→ **Input data**
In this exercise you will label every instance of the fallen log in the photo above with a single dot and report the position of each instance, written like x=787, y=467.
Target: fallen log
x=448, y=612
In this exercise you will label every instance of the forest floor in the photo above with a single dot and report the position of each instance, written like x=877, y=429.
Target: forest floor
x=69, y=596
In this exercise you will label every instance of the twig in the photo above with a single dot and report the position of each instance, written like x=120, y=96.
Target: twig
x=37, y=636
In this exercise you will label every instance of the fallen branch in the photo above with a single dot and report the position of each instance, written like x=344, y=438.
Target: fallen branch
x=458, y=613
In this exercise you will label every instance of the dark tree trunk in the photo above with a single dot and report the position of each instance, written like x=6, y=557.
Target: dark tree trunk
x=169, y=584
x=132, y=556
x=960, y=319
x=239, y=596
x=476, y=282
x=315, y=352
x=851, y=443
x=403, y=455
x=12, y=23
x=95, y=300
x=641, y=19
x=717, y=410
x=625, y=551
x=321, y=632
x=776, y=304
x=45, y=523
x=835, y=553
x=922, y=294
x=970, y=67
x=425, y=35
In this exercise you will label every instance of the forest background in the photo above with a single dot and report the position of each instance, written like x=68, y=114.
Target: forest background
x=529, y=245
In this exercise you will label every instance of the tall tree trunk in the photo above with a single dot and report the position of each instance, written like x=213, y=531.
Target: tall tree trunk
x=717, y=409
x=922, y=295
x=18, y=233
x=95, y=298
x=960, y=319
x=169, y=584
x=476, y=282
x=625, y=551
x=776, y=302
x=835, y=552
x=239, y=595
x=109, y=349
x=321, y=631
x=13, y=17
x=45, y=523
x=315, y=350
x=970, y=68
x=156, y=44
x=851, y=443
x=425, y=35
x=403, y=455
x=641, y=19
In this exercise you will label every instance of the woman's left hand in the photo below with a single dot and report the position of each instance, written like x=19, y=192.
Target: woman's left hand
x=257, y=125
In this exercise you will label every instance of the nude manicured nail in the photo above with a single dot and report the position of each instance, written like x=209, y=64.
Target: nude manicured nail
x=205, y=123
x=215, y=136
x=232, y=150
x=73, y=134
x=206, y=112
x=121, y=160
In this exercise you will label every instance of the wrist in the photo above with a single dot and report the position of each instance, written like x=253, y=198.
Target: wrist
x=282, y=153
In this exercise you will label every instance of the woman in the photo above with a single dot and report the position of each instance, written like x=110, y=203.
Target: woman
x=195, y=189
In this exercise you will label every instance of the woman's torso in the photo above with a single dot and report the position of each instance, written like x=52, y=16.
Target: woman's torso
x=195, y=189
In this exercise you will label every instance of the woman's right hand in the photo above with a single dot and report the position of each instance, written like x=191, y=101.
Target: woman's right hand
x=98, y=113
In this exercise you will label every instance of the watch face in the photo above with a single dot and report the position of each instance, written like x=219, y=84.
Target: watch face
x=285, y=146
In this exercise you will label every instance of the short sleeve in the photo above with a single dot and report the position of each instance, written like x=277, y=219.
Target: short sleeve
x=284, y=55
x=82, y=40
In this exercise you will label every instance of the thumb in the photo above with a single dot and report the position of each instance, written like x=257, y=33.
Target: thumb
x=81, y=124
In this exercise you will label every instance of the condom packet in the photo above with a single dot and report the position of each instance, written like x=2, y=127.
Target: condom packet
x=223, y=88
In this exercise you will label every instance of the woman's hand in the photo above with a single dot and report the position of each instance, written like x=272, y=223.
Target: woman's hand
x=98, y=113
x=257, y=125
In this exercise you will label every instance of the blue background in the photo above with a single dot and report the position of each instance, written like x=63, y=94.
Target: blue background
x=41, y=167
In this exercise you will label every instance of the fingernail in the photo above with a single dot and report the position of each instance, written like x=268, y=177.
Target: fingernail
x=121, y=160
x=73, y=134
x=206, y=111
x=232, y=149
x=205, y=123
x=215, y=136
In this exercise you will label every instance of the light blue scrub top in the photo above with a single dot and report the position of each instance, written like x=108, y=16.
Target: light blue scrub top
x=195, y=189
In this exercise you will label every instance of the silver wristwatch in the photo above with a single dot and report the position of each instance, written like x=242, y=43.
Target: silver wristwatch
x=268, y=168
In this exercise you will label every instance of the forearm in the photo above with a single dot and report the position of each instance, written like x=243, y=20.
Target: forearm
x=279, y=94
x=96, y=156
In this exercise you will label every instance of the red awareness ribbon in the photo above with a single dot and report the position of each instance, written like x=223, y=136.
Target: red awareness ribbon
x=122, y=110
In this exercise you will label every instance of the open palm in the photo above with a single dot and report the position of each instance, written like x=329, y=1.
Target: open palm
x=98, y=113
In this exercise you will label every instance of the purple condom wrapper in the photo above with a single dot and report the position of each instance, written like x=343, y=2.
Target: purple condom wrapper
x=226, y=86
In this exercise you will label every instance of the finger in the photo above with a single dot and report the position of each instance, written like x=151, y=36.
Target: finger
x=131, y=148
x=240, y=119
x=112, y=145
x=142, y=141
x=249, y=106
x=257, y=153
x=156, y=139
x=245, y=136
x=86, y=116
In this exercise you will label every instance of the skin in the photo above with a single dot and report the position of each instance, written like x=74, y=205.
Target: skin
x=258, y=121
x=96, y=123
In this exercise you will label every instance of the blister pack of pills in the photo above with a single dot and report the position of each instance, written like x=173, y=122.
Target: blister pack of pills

→ **Task instructions**
Give back every entry exactly.

→ **Exercise answer**
In this exercise you will label every instance of the fallen log in the photo above with a single dot and report the position of each instance, written like x=787, y=467.
Target: fallen log
x=448, y=612
In this exercise you will label every instance of the forest floor in the photo above with a single dot and report the position of each instance, written like x=877, y=429.
Target: forest floor
x=69, y=596
In this exercise you will label every instance of the twig in the photo above with a single dot and report the position of each instance, written like x=120, y=96.
Target: twig
x=37, y=636
In this exercise you will label every instance of the fallen branch in the photo above with a single dot and report the position of each instance, written like x=344, y=438.
Target: fallen branch
x=458, y=613
In this exercise you will label every instance of the dark tree trunk in the photo above with a single dot and report the position of each instance, written like x=6, y=557.
Target: dark tree trunk
x=169, y=584
x=132, y=556
x=960, y=319
x=239, y=596
x=476, y=282
x=315, y=352
x=851, y=443
x=403, y=455
x=12, y=23
x=95, y=300
x=641, y=19
x=717, y=410
x=625, y=551
x=321, y=632
x=776, y=304
x=45, y=523
x=835, y=553
x=922, y=294
x=970, y=67
x=425, y=35
In this exercise you will label every instance of the forest background in the photo above with a single dot and report the position of each instance, written like x=68, y=114.
Target: forest background
x=529, y=245
In this exercise you will label every instance of the tall tree trunk in the photo above with a single dot and report the position of each instance, written like x=213, y=531.
Target: tall tree trunk
x=717, y=409
x=922, y=295
x=18, y=233
x=95, y=298
x=960, y=319
x=169, y=584
x=476, y=282
x=625, y=551
x=776, y=302
x=835, y=552
x=239, y=595
x=109, y=349
x=321, y=631
x=13, y=17
x=45, y=523
x=315, y=350
x=970, y=68
x=156, y=44
x=851, y=443
x=425, y=35
x=403, y=455
x=641, y=19
In this exercise you will label every instance of the woman's left hand in the photo below with a single dot and report the position of each instance, written like x=19, y=192.
Target: woman's left hand
x=257, y=125
In this exercise you will label every instance of the nude manicured nail in the photo above with a single dot and report the position of each instance, written like x=209, y=64.
Target: nude manicured nail
x=205, y=123
x=215, y=136
x=232, y=150
x=73, y=134
x=206, y=112
x=121, y=160
In this exercise you will label every instance of the wrist in the photo above with a single dot and report the position of each instance, written like x=253, y=198.
Target: wrist
x=282, y=153
In this exercise you will label every instance of the woman in the photo above with a single dot and report the position of each instance, written like x=110, y=203.
Target: woman
x=195, y=189
In this exercise you will label every instance of the woman's torso in the photo above with a single dot and report the position of each instance, written like x=52, y=16.
Target: woman's torso
x=195, y=189
In this exercise you will label every instance of the woman's right hand in the photo above with a single dot and report the position of each instance, written like x=191, y=101.
Target: woman's right hand
x=98, y=113
In this exercise you will label every instance of the watch face in the photo above with a single dot and report the position of each instance, written like x=219, y=84.
Target: watch face
x=285, y=146
In this exercise you will label every instance of the short sleeve in the photo above with a single dot and report the position of each instance, written like x=277, y=219.
Target: short sleeve
x=284, y=55
x=82, y=40
In this exercise you will label every instance of the thumb in the photo above with a single dot and report the position of each instance, written like x=257, y=33.
Target: thumb
x=81, y=124
In this exercise you will label every instance of the condom packet in the photo above with a single dot and report the position of each instance, written like x=2, y=127.
Target: condom packet
x=223, y=88
In this exercise you will label every instance of the woman's hand in the photo above with a single dot and report the position of each instance, written like x=272, y=223.
Target: woman's hand
x=98, y=113
x=257, y=125
In this exercise you will label every instance of the blue background in the photo above with a single dot and report the position of each instance, written like x=63, y=94.
Target: blue background
x=41, y=167
In this exercise you will label every instance of the fingernail in the photo above with a single dot and report the position of each instance, written like x=268, y=177.
Target: fingernail
x=121, y=160
x=73, y=134
x=206, y=111
x=232, y=149
x=205, y=123
x=215, y=136
In this exercise you will label every instance of the light blue scrub top in the photo above with a single dot and report the position of each instance, written like x=108, y=16.
Target: light blue scrub top
x=195, y=189
In this exercise you will label every instance of the silver wristwatch in the photo above with a single dot and report the position of each instance, written like x=242, y=43.
Target: silver wristwatch
x=268, y=168
In this exercise you will label every instance of the forearm in the photo above with a single dot and report the position of each instance, written like x=243, y=20.
Target: forearm
x=279, y=94
x=96, y=156
In this exercise you will label every instance of the red awareness ribbon in the photo above with a single dot and report the position of each instance, written like x=223, y=136.
Target: red awareness ribbon
x=122, y=110
In this exercise you will label every instance of the open palm in the photo above with a single dot and report the position of each instance, written like x=329, y=1.
Target: open palm
x=98, y=113
In this exercise you will label every instance of the purple condom wrapper in the photo above with a single dot and report the position of each instance, written like x=343, y=2.
Target: purple condom wrapper
x=226, y=86
In this exercise you will label every instance of the finger in the photo above with a single dot and report the position of each instance, written like x=151, y=36.
Target: finger
x=131, y=148
x=240, y=119
x=112, y=145
x=142, y=141
x=249, y=106
x=257, y=153
x=156, y=139
x=245, y=136
x=86, y=116
In this exercise you will label every instance of the skin in the photo above with a single dot and report the position of each instance, written like x=74, y=205.
Target: skin
x=258, y=121
x=96, y=123
In this exercise you will label every instance of the blister pack of pills in the photo above with a single dot and report the position of each instance, written like x=173, y=122.
Target: blister pack of pills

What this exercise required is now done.